EXERCISE OBJECTIVE — Set down the complete data exactly as it appears below.

WORKING DATA —
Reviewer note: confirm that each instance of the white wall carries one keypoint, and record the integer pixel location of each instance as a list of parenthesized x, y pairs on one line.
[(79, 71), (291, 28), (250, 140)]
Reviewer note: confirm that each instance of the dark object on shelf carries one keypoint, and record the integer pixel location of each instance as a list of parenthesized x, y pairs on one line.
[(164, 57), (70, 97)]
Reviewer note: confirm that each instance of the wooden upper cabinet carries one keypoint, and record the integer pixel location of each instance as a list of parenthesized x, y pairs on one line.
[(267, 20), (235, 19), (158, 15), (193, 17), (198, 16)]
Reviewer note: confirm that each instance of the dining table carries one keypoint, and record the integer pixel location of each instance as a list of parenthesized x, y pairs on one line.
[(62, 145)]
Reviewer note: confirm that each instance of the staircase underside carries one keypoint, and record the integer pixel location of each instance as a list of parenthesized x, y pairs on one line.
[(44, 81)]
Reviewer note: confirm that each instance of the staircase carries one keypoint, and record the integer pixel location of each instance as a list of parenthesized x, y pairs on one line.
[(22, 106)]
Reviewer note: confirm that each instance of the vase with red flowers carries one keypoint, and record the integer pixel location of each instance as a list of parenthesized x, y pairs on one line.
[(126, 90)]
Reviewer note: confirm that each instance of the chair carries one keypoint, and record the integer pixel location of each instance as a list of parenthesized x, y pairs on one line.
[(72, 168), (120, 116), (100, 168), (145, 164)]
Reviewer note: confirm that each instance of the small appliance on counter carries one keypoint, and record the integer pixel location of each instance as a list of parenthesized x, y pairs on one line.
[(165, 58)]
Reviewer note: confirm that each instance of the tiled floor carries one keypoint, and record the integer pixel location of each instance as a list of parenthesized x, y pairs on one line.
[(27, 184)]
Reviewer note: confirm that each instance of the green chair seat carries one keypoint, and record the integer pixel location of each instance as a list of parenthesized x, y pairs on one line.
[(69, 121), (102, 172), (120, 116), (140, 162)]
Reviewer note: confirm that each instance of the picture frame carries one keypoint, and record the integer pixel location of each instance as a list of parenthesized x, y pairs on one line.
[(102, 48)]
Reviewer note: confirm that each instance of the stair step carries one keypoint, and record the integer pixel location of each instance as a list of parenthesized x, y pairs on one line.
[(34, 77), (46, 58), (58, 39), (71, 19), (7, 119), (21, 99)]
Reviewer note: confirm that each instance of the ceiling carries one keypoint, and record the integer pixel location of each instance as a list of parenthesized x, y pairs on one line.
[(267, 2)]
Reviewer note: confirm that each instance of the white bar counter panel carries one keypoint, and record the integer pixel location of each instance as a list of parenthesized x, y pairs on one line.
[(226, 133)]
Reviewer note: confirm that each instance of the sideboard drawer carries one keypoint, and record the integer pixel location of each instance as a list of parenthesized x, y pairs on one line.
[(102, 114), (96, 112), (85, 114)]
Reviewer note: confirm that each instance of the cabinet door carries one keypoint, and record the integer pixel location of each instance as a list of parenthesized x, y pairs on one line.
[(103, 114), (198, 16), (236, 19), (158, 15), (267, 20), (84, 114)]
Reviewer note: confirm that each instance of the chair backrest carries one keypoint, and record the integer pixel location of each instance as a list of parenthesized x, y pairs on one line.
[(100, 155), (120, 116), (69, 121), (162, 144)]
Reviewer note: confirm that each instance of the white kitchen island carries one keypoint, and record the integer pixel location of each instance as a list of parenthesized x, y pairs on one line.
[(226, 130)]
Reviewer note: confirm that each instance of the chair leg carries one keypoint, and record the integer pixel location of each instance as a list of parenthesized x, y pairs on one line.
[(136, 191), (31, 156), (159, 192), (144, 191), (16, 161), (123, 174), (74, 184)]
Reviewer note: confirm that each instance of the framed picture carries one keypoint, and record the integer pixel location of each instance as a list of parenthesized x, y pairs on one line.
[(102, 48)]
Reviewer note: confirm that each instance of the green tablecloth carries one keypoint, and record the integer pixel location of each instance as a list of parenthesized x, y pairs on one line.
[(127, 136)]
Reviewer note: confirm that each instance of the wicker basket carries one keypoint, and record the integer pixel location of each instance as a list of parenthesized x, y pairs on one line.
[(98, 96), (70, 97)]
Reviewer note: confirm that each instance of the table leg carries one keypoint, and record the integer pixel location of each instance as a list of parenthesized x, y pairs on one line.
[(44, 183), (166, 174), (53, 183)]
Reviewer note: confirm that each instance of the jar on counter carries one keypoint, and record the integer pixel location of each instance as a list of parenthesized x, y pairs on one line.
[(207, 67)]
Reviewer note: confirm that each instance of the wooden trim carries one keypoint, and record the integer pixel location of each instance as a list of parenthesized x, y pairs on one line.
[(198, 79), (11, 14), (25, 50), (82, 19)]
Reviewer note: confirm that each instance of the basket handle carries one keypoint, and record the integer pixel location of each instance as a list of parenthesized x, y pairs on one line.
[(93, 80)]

OUTPUT BELOW —
Reviewer note: confirm that each instance of the white wall carries one keypoint, and record the integer pixel location of each instance as a list of parenthesized x, y pairs on one line.
[(79, 71), (291, 28), (250, 140)]
Reviewer note: confirm that each instance of the dark object on shelf carries one keypoint, and record the integer pixel location of each instance as a list of parenthesized x, y pairs on one line.
[(164, 57), (70, 97)]
Reviewer note: confirm that each instance of the wooden upper cabinet carries one keypoint, and record the integer pixel location of each instance as a list of parenthesized x, y pairs on one line.
[(267, 20), (235, 19), (158, 15), (193, 17), (198, 16)]
Reviewer note: confirm that each instance of the dining table carries one keypoint, and record the integer pixel location of each instance as a list of parenthesized x, y pairs on one line.
[(62, 145)]
Reviewer note: confirm that each instance of the staircase underside carries one keypoint, and record the integer pixel location of each instance as a list of parenthesized x, y pairs on one line.
[(44, 81)]
Reviewer note: confirm that each instance of the staircase carries one keypoint, and record the integer pixel location of each instance as a list of parenthesized x, y pairs on one line.
[(22, 106)]
Reviewer note: confirm that each instance of the vase with red flowers carries one keypoint, and record the integer pixel location of each instance as a list of parenthesized x, y pairs on one line.
[(126, 90)]
Reviewer note: confirm that each instance of the chair carries one keypoint, and record the integer pixel location of each instance as a list of parenthesized x, y pairs on one line.
[(72, 168), (120, 116), (100, 168), (145, 164)]
Reviewer note: confirm that each instance of the small appliance on counter carries one keypoint, and record the integer pixel location of each instance as a list of parenthesized x, y pairs on one line.
[(165, 58)]
Reviewer note: confirm that each instance of the tiled floor carries one keypoint, and record the integer pixel location of each instance as a list of parenthesized x, y pairs on one line.
[(27, 184)]
Reviewer note: confirm that each instance of the green chair seat carries one keypoint, and record the integer pixel location of each instance as a list of parenthesized x, y pairs on one line.
[(69, 121), (102, 172), (120, 116), (140, 162)]
Reviewer note: confirm that each instance of the picture frame carries one keypoint, and record the integer pixel location of each instance as a list of parenthesized x, y pairs on one line.
[(102, 48)]
Reviewer note: confirm that each instance of the stair step carries one keypoint, and record the integer pixel location of each instance as a list of parenthesized x, y pairs on one line.
[(34, 77), (46, 58), (58, 39), (71, 19), (7, 119), (21, 99)]
Reviewer note: confirm that each instance of the ceiling carries one keypoint, and record the integer pixel location of each instance as a list of parenthesized x, y pairs on one line.
[(267, 2)]
Reviewer note: confirm that each instance of the white bar counter panel carries one keypoint, and record the integer pixel location of each instance as a list of parenthesized x, y pairs on one line.
[(226, 133)]
Reviewer note: confirm that each instance of the sideboard drawer carries one keypoint, and record the integer pixel location of each instance as a list of parenthesized x, y pairs on one line.
[(102, 114), (96, 112), (85, 114)]
Reviewer note: confirm that each instance of the cabinet door carries one keypoint, and record the integer pixel location of each instance as a list of parenthesized x, y pairs on one line.
[(103, 114), (198, 16), (236, 19), (158, 15), (267, 20), (84, 114)]
Reviewer note: confirm that each instance of the chair backrest carries one keypoint, and record the integer pixel location of each instance as a list of parenthesized x, y pairs on one line.
[(100, 155), (120, 116), (69, 121), (162, 144)]
Reviewer note: confirm that each instance of the white kitchen island carries one keypoint, and record the integer pixel location of each instance as a list of parenthesized x, y pairs on one line.
[(226, 130)]
Reviewer note: confirm that each instance of the chair leg carries one keypoint, and record the integer pixel location of each instance as a list of parenthesized x, y pairs on one line.
[(136, 191), (31, 156), (159, 192), (144, 191), (16, 161), (123, 174), (74, 184)]
Reviewer note: confirm that each instance of the framed picture carries one keypoint, and record the integer pixel location of each instance as a list of parenthesized x, y pairs on one line.
[(102, 48)]
Reviewer note: confirm that each instance of the green tablecloth carries one keypoint, and record the integer pixel location of each instance as a list of parenthesized x, y pairs on one line.
[(127, 136)]
Reviewer note: confirm that each instance of the wicker basket carries one keypoint, and record the integer pixel location of each instance as a list of parenthesized x, y pairs on one line.
[(98, 96), (70, 97)]
Reviewer note: confirm that each instance of the table leg carries one keypoint, and record the integer pixel location of each instance as a list of parenthesized x, y pairs on one line.
[(44, 183), (166, 174), (53, 183)]
Reviewer note: confirm that each instance of the jar on counter carries one keypoint, and record the integer pixel location of each instance as a list of parenthesized x, y pairs on one line.
[(207, 67)]
Reviewer note: confirm that each instance of the wooden trim carries one keypoint, and record the integer pixel location of each instance as a list of parenthesized x, y pairs on one line.
[(198, 79), (11, 14), (25, 50), (82, 19)]
Reviewer note: confirm that each instance of the basket handle carries one keypoint, and record the integer pixel location of each instance as a list of parenthesized x, y pairs on one line.
[(93, 80)]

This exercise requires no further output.